There are malevolent entities who wish to continue the illusion that we are all separate and not one in the same. They suppress technology and the true nature of humankind, while imprisoning us in an illusory system of separation from our source.
But in the end, we all come from the same source, and answer to the same laws.
It is up to each of us to break the chains of our own imprisonment, stand up to those who attempt to divide and conquer us, and reclaim our humanity.
Wars are based in fear: fear of loss, death, shortages, of not having enough. Western ideologies are also based in fear. Feminism, fascism, Christianity, Zionism, Scientology and Satanism are all about good versus evil – fear of punishment is what keeps us in line.
Tapping into Ancient Wisdom
In Asia, cultural ideologies began with Hinduism around 5,000 years ago. Buddhism extended the Hindu philosophy east into China around 3,000 years ago. Finally, Taoism emerged in China around 2,000 years ago. Both Hinduism and Buddhism assert that the physical world is a distorted reflection of a larger spiritual reality. Taoism extends (and simplifies) the ideals of both. Through meditation, feng shui and other such practices, the Taoist objective is to achieve harmony with nature.
Albert Einstein: “A human being is part of a whole, called by us the ‘Universe’ — a part limited in time and space. He experiences himself, his thoughts, and feelings, as something separated from the rest — a kind of optical delusion of his consciousness.
This delusion is a kind of prison for us, restricting us to our personal desires and to affection for a few persons nearest us. Our task must be to free ourselves from this prison by widening our circles of compassion to embrace all living creatures and the whole of nature in its beauty.”
Modern West vs. Ancient East
Today, Western societies are structured around a core purpose of building wealth. All of modern society (including ranking systems and reward/ punishment ones) are built to serve this core purpose.
Wealth-building societies are good at economics, science, technology and war, but poor at making people happy. In fact, western society exerts tremendous pressure on people to work hard for money as the driving priority in their lives.

⁂

> EXERCISE A
Translate this sentence from the text on Eastern and Western worldviews into Spanish: "But in the end, we all come from the same source, and answer to the same laws."
> EXERCISE B
Pick up the text on Eastern and Western worldviews after its last sentence and write a continuation.
The lines after this point come from a separate source.

> LISTED RECORDS
⁂

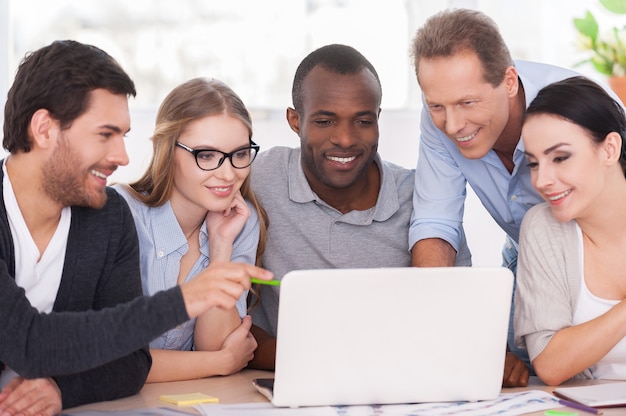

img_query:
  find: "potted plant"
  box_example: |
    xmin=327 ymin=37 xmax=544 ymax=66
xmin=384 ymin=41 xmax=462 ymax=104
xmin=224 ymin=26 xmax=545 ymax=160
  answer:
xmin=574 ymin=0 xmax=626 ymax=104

⁂

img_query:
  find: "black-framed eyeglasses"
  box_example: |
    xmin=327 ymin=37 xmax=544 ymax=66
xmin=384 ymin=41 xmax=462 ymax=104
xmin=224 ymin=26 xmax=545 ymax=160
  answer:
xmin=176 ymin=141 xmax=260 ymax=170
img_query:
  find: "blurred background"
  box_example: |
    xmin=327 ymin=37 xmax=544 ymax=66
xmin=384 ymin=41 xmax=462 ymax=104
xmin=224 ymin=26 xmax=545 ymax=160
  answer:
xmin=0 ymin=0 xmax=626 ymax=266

⁂

> ANSWER SECTION A
Pero, al final, todos venimos de la misma fuente y respondemos a las mismas leyes.

> ANSWER SECTION B
On the other hand, Taoist philosophy stresses the value of natural simplicity while rolling with the flow of whatever happens, joyfully. This perspective values human nature as a whole, and not just the parts that can be used for gain in a highly competitive society.
Getting into the Tao
Throughout history, human societies have been one of two basic types: genetically coded primary societies, and man-made secondary societies. The former are governed by human nature and instinct. The ideal number of people in a primary society is believed to be around 150. At that number, members are linked emotionally and psychologically via regular face-to-face interaction.
Secondary societies are created by human thought, around a logical structure that is built to support an ideology. As artificial constructs, institutionalised enforcement with police and military are often necessary to keep the society operational.
According to the Tao, an unknowable “energy” pervades the Universe and gives rise to everything within it. It is not sentient, but rather a naturally occurring pattern that drives what we know as nature. Taoists believe that living in harmony with this “energy” results in a harmonious vibration that leads to a natural and prosperous life. Conversely, the frequencies of major disorders like cancer, strokes, heart attacks and depression are all related to anxiety, chronic dissatisfaction and unhappiness.